Task brief: Transcribe each record exactly, but omit pictures.

Input data:
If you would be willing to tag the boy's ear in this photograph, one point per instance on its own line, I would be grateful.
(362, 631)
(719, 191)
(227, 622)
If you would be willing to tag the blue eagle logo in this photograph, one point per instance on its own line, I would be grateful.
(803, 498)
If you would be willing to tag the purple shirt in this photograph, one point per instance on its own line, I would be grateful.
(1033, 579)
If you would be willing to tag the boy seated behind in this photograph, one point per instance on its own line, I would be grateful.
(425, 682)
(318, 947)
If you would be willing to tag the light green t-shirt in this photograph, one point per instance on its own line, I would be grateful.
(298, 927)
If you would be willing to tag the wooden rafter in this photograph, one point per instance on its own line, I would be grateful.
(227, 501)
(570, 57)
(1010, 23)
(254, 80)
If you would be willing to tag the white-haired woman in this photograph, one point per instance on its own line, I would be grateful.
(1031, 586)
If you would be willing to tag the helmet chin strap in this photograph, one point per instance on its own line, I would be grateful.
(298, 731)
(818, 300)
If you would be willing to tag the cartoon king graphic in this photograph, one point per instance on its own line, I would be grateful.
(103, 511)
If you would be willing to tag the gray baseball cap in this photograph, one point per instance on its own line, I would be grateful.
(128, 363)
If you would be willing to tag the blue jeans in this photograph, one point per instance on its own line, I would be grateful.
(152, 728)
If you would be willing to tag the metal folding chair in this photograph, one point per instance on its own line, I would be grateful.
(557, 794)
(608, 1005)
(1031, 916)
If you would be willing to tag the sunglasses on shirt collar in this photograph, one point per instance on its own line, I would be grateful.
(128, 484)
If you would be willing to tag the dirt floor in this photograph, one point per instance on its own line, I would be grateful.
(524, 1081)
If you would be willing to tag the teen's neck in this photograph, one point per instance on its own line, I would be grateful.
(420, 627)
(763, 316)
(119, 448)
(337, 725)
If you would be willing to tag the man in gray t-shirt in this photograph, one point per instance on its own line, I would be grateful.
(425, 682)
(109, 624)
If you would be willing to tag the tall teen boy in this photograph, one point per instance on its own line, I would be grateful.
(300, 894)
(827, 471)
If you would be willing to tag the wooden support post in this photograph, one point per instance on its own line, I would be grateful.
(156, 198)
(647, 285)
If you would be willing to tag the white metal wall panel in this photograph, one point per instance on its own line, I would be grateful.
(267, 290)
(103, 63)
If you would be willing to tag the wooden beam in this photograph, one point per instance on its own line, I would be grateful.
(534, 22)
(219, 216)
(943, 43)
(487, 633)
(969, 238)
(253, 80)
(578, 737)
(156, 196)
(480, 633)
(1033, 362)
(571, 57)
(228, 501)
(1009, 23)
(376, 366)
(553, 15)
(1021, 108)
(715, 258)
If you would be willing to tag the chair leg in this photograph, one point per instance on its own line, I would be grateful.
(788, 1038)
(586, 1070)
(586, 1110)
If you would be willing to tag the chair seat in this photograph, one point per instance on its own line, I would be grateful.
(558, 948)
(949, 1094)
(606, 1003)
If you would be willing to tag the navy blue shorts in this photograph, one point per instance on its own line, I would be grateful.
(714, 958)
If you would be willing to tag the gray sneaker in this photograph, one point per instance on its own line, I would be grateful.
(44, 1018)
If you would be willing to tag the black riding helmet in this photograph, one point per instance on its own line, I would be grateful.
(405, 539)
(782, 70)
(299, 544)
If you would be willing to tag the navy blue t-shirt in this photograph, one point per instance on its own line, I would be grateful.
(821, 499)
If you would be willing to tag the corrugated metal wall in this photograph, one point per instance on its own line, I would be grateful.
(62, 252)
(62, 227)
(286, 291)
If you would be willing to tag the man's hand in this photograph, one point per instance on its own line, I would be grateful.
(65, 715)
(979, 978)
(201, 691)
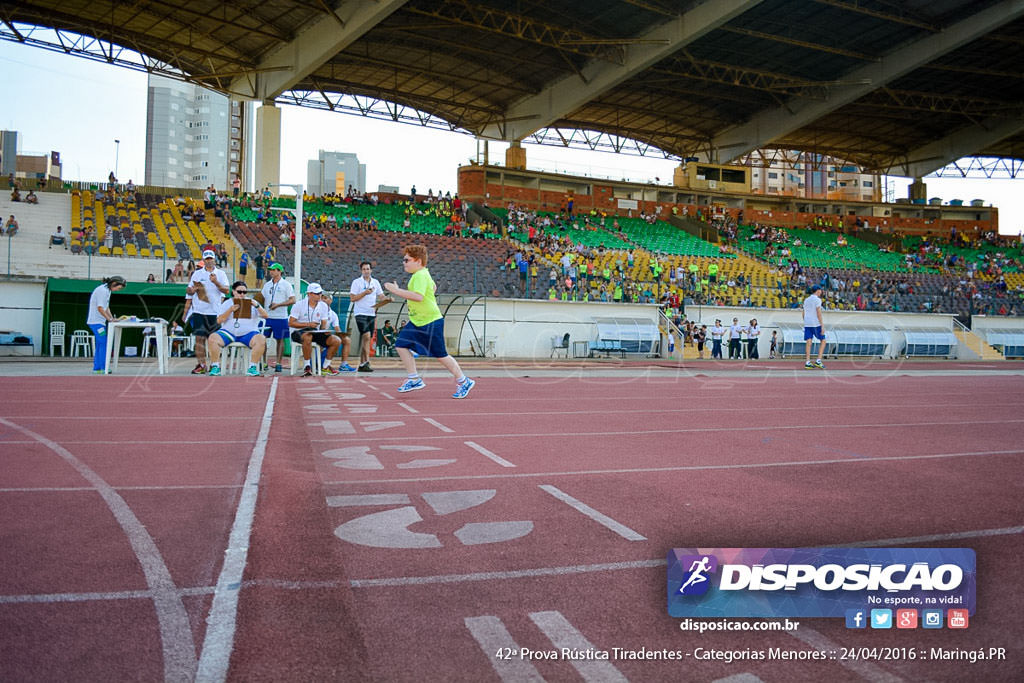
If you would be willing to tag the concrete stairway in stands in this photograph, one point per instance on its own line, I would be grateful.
(977, 346)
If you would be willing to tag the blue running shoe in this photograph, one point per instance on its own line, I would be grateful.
(464, 388)
(412, 385)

Result of the exercise:
If you would be willing to tag the boy's ear in this photograph, one point per instance on its own line, I would be grateful.
(362, 631)
(719, 191)
(227, 622)
If you would be willing to tag the blue eagle logo in this photograph, one point per instance on its own line, I would be grateful.
(803, 498)
If you would be willing to tag the purple shirt in this photograph, one point per instance on its own line, I would be grateful.
(1033, 579)
If you would be willing to tag the boy seated behind in this photograph, one point per instance on its own line, I would be grateful.
(425, 682)
(318, 947)
If you would be willing to tag the light green t-shirt in this photograph, one point per instance on its own line, I would be grateful.
(298, 927)
If you would be willing to tag the wooden rafter in this photograph, one point per instance on its own line, I would be grateful.
(227, 501)
(570, 57)
(1010, 23)
(254, 80)
If you would be willing to tag the white-haired woman in this photograph, one point per instance on its own line, I would be grateful.
(1031, 586)
If you would be willing to tag the helmet chin strap in this photograph, one point per instance on its own line, I would be grateful.
(298, 731)
(818, 300)
If you would be willing to tag the cartoon king graphic in this photograph, one point per instance on its own line, I would be grateful.
(103, 511)
If you would be willing to tag the gray baseball cap in this photograph, one point per instance on its own line, I would be grateful.
(128, 363)
If you would be willing to tag the blue jeans in this photograph, one point per instance on its own line, I would be grateful.
(152, 728)
If you would be willing to tag the metal folding chair in this photograph, one point per instance on its own line, I would be grateful.
(557, 794)
(608, 1005)
(1031, 916)
If you would be willing to tag the sunglasses on shirt collar in this photograph, one point per instance on its own line, I would be grateful.
(128, 484)
If you would be willing to tag the dirt floor in this photograph, one point per instance on its own line, I would be grateful.
(524, 1081)
If you would be willing to tag the teen's neck in this photograph, one point per instance on its own line, I would be grateful.
(420, 627)
(763, 316)
(119, 448)
(337, 725)
If you would be willing to tag the man in gray t-shirt in this photograph, one point per instance on its own line, I would be grateful.
(425, 682)
(109, 624)
If you would be willing to tag the tall teen boy in this photograph, one point per instance on its own line, I would be grateful.
(300, 894)
(827, 471)
If you would be willing to tag the wooden support post in this photograph, one point per instance on its own line, I would be grateful.
(156, 198)
(647, 285)
If you would be willing to tag the white metal wall panel in this photograph, one point per instance on its own line, I would be grateful.
(267, 290)
(103, 63)
If you would be willing to tag the wooden beam in this photograph, one point per instance on its own line, I would be grateful.
(534, 22)
(219, 216)
(943, 43)
(487, 633)
(969, 238)
(253, 80)
(578, 737)
(156, 196)
(480, 633)
(1033, 362)
(571, 57)
(228, 501)
(1009, 23)
(376, 366)
(553, 15)
(1021, 108)
(715, 258)
If you would be willing to tag the chair leg in this photograph, one point per instance on its own line, I would be grateful.
(788, 1038)
(586, 1070)
(586, 1110)
If you would be willing to tag the chair seat in this photograph, one point per instance on its own line, I would be grateful.
(558, 948)
(949, 1094)
(606, 1003)
If you would be willing to tag the navy blue shorts in this photograph, one point per instance on its own line, I would be grateful.
(714, 958)
If you would be willing to tag the gray sneaker in this photograph, one point per instance on its own line, I would be grateful.
(44, 1018)
If you would be willing to tag the black riding helmet in this photograph, one point per instance on its own line, I would be grateful.
(405, 539)
(782, 70)
(299, 544)
If you would be willing to tag the navy blue t-shirt in this photograph, one point per instance on its own line, I would be grateful.
(821, 499)
If you would be willing to tag the corrugated metal wall in this photograph, one point per instance on its own line, I would be grateful.
(62, 252)
(62, 227)
(286, 291)
If you would be willing to tag the man's hand in this photograph, one point per instance on its own line, I would be grateful.
(65, 715)
(979, 978)
(201, 691)
If you would be willing to tag the concrete stairway in stands in this photograph, one point per instance on its own line, I would be grateful.
(977, 346)
If you would be willing to tag the blue running shoe in this photograph, one point per instance on its own line, I would be grateful.
(464, 388)
(412, 385)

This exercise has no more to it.